• **DIRECTIONS**
Copy all of the items below word for word, leaving out the pictures.

::: SUPPLIED INFORMATION :::

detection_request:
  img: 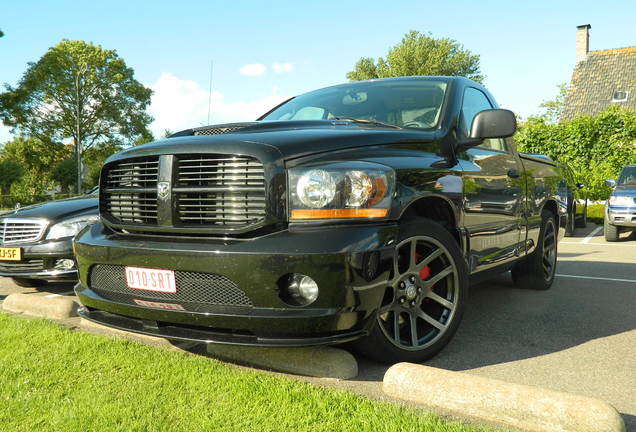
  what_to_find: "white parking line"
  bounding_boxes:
[556,274,636,283]
[581,227,603,244]
[44,291,75,298]
[559,241,636,247]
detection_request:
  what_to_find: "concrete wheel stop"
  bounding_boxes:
[2,293,79,320]
[207,344,358,379]
[383,363,625,432]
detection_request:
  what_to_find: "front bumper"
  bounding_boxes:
[0,238,78,282]
[605,206,636,228]
[75,224,397,346]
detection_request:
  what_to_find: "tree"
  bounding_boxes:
[515,106,636,200]
[539,83,568,123]
[347,30,483,82]
[51,157,77,193]
[0,40,152,192]
[0,159,24,195]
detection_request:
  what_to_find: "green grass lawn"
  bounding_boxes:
[0,314,502,432]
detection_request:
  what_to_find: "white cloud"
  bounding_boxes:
[149,72,288,138]
[272,63,294,73]
[239,63,267,76]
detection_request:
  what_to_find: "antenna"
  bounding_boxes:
[208,60,214,124]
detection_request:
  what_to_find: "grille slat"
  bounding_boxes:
[176,155,266,230]
[90,264,252,307]
[101,154,267,230]
[0,218,48,244]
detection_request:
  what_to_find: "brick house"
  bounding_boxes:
[560,24,636,120]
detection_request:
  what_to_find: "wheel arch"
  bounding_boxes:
[399,195,463,249]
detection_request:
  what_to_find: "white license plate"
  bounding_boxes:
[126,267,177,294]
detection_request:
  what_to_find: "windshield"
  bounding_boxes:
[618,166,636,184]
[261,78,446,129]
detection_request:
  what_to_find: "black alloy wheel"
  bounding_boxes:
[358,219,468,363]
[512,210,558,291]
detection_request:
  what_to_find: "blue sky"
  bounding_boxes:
[0,0,636,142]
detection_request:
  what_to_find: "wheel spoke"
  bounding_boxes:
[426,291,455,309]
[417,309,446,331]
[409,240,417,270]
[393,311,402,345]
[415,249,444,271]
[409,314,419,347]
[424,265,454,287]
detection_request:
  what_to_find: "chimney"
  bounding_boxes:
[576,24,592,62]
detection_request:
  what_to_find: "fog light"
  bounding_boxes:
[55,258,75,270]
[287,273,318,306]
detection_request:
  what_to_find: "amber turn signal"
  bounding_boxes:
[291,209,388,219]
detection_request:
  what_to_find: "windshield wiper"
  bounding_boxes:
[329,117,402,129]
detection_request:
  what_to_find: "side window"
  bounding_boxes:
[461,87,507,152]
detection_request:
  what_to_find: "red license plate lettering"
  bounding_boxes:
[126,267,177,294]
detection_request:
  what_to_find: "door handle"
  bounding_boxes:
[508,169,521,178]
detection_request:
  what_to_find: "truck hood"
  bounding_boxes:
[107,120,440,162]
[1,196,98,222]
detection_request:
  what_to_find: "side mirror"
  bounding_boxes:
[468,109,517,140]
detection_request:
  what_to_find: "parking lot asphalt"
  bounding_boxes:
[0,224,636,432]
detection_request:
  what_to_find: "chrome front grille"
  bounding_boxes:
[102,156,159,225]
[0,218,48,244]
[176,155,265,226]
[100,154,267,233]
[194,126,247,135]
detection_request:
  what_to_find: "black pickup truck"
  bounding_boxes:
[74,77,567,363]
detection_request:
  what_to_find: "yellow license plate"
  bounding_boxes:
[0,248,22,261]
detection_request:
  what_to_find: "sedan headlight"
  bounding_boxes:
[289,162,395,220]
[46,215,99,240]
[609,195,634,207]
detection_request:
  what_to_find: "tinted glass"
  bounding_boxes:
[461,87,506,151]
[261,79,446,129]
[618,166,636,184]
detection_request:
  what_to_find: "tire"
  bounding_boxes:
[565,204,576,237]
[603,218,621,242]
[574,202,587,228]
[353,218,468,364]
[12,278,46,288]
[512,210,558,291]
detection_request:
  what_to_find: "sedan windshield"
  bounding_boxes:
[618,166,636,184]
[261,78,446,129]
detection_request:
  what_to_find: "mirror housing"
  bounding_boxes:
[468,109,517,140]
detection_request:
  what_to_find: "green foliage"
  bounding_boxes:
[0,159,24,195]
[84,142,122,189]
[347,30,483,82]
[515,106,636,200]
[539,83,568,123]
[0,40,152,192]
[51,156,77,193]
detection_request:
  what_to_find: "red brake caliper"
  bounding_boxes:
[415,253,431,280]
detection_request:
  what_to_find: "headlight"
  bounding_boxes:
[46,215,99,240]
[609,195,635,207]
[289,162,395,220]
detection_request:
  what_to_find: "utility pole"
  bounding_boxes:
[208,60,214,124]
[75,66,86,194]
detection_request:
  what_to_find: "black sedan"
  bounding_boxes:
[0,188,99,286]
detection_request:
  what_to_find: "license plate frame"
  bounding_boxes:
[124,266,177,294]
[0,247,22,261]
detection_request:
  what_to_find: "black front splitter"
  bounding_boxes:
[78,307,368,347]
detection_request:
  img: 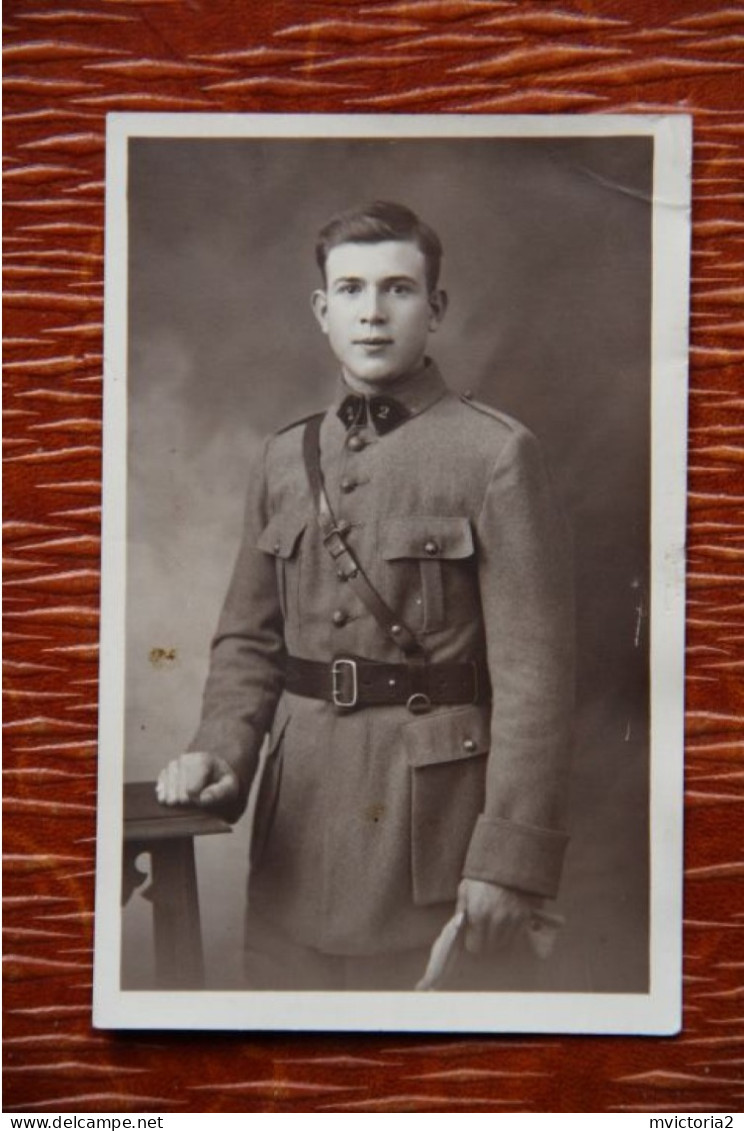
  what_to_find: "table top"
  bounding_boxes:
[124,782,232,841]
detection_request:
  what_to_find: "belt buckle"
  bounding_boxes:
[330,656,360,710]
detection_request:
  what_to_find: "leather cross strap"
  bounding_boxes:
[302,415,426,660]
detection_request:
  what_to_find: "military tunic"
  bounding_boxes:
[191,362,573,956]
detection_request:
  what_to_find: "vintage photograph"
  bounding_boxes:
[95,114,691,1033]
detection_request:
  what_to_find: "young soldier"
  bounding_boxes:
[157,202,573,988]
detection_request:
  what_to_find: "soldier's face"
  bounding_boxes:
[312,240,447,383]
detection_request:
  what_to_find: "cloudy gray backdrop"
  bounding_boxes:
[124,138,652,992]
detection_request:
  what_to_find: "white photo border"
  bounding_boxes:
[93,113,692,1035]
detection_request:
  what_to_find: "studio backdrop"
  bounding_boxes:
[122,137,654,993]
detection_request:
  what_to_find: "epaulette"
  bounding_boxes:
[459,392,524,430]
[274,412,326,435]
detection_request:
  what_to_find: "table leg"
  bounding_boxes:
[149,837,205,990]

:::

• **TASK OUTPUT**
detection_request:
  img: 
  what_to_find: "white parking line"
  bounding_boxes:
[556,274,636,283]
[581,227,603,244]
[44,291,75,298]
[559,241,636,247]
detection_request:
  what_to_find: "concrete wheel stop"
  bounding_boxes:
[2,293,79,320]
[207,344,358,379]
[383,363,625,432]
detection_request:
  what_to_find: "front bumper"
  bounding_boxes:
[0,238,78,282]
[605,206,636,228]
[75,224,397,346]
detection_request:
  what_to_find: "tree"
  bounding_boxes:
[515,106,636,200]
[539,83,568,123]
[347,30,483,82]
[51,157,77,193]
[0,40,152,192]
[0,159,24,195]
detection_request:
  what_to_find: "green grass lawn"
  bounding_boxes:
[0,314,502,432]
detection_request:
  what_to_find: "white cloud"
  bounding_boxes:
[149,72,288,138]
[272,63,294,73]
[239,63,267,76]
detection_request:
  what_to_find: "antenna"
  bounding_boxes:
[208,60,214,124]
detection_request:
  what_to_find: "grille slat"
  bounding_boxes:
[176,155,266,230]
[90,264,252,307]
[101,154,267,230]
[0,218,48,244]
detection_request:
  what_to_find: "brick house"
  bounding_boxes:
[560,24,636,120]
detection_request:
  what_to_find: "wheel arch"
  bounding_boxes:
[399,195,463,249]
detection_request:
  what_to_find: "white license plate"
  bounding_boxes:
[126,267,177,294]
detection_request:
  what_to_find: "windshield"
  bounding_boxes:
[618,166,636,184]
[261,78,446,129]
detection_request:
  what_to_find: "black alloy wheel"
  bounding_boxes:
[358,219,468,363]
[512,210,558,291]
detection_request:
  what_to_find: "blue sky"
  bounding_boxes:
[0,0,636,142]
detection_request:
  what_to_find: "wheel spoke"
  bounding_boxes:
[426,291,455,309]
[417,309,446,331]
[409,240,417,270]
[393,311,402,345]
[415,249,444,271]
[409,314,419,347]
[424,265,454,287]
detection_request:
  what_to_find: "chimney"
  bounding_boxes:
[576,24,592,62]
detection_request:
  what_to_find: "fog light"
  bounding_boxes:
[55,258,75,270]
[287,273,318,306]
detection_request:
  what_to_find: "amber turn signal"
  bounding_boxes:
[291,209,388,219]
detection_request:
  what_to_find: "windshield wiper"
  bounding_boxes:
[329,117,402,129]
detection_request:
  what_to_find: "side window"
  bounding_boxes:
[461,87,507,152]
detection_request:
  what_to_find: "red license plate lettering"
  bounding_boxes:
[126,267,177,294]
detection_request:
  what_to_find: "door handle"
  bounding_boxes:
[508,169,521,178]
detection_request:
  what_to_find: "truck hood"
  bounding_boxes:
[107,120,440,162]
[1,196,98,222]
detection_request:
  what_to_find: "side mirror"
  bounding_boxes:
[468,109,517,140]
detection_request:
  what_to_find: "parking lot asphalt"
  bounding_boxes:
[0,224,636,432]
detection_request:
  what_to_find: "chrome front grille"
  bounding_boxes:
[102,156,159,225]
[0,218,48,244]
[176,155,265,226]
[100,154,267,233]
[194,126,247,135]
detection_request:
  what_to_find: "black pickup truck"
  bounding_boxes:
[74,77,567,363]
detection_request:
  what_to_find: "yellow license plate"
  bounding_boxes:
[0,248,22,261]
detection_request:
  what_to_find: "sedan headlight"
  bounding_boxes:
[289,162,395,220]
[46,215,99,240]
[609,195,634,207]
detection_request:
  what_to_find: "tinted glass"
  bounding_boxes:
[461,87,506,151]
[261,79,446,129]
[618,166,636,184]
detection_request:
  what_to_find: "tire"
  bounding_boxes:
[565,204,576,237]
[603,218,621,242]
[574,202,587,228]
[353,218,468,364]
[12,278,46,288]
[512,210,558,291]
detection_request:
  what_to_find: "sedan windshield"
  bounding_boxes:
[618,166,636,184]
[261,78,446,129]
detection_request:
  what_to_find: "mirror housing"
  bounding_boxes:
[468,109,517,140]
detection_request:
  what_to_find: "green foliage"
  bounding_boxes:
[0,159,24,195]
[84,142,122,189]
[347,30,483,82]
[515,106,636,200]
[539,83,568,123]
[0,40,152,192]
[51,156,77,193]
detection_request:
  what_to_find: "red brake caliper"
  bounding_boxes:
[415,253,431,280]
detection_request:
  what_to_find: "headlight"
  bounding_boxes:
[46,215,99,240]
[609,195,635,207]
[289,162,395,220]
detection_request:
  what_to_find: "utility pole"
  bounding_boxes:
[208,60,214,124]
[75,66,86,194]
detection_request:
  what_to_find: "black sedan"
  bounding_boxes:
[0,188,99,286]
detection_request:
  what_to_find: "license plate frame"
  bounding_boxes:
[124,266,177,294]
[0,247,22,261]
detection_request:
  what_to_find: "black front splitter"
  bounding_boxes:
[78,307,368,347]
detection_request:
  img: 
  what_to_find: "table top"
  bounding_boxes:
[124,782,232,841]
detection_request:
  what_to_find: "belt buckle"
  bounding_boxes:
[330,656,360,710]
detection_request:
  what_to_find: "leather cross strap"
  bounding_boxes:
[302,415,426,660]
detection_request:
  what_to_find: "military tunic"
  bounding_boxes:
[191,362,573,956]
detection_request:
  what_to_find: "vintage photograph"
  bounding_boxes:
[95,114,691,1033]
detection_request:
  what_to_find: "young soldier"
  bounding_boxes:
[157,202,573,988]
detection_request:
  what_to_find: "soldier's face"
  bounding_boxes:
[312,240,447,383]
detection_request:
  what_to_find: "cloudy gray backdrop"
  bounding_boxes:
[124,138,652,992]
detection_request:
  what_to_find: "white photo border"
  bounding_boxes:
[93,113,692,1035]
detection_request:
  what_to_find: "studio backdrop"
  bounding_boxes:
[122,137,654,993]
detection_request:
  what_to_find: "epaulette"
  bounding_boxes:
[459,392,524,430]
[274,412,326,435]
detection_request:
  what_to_find: "table leg"
  bounding_boxes:
[149,837,205,990]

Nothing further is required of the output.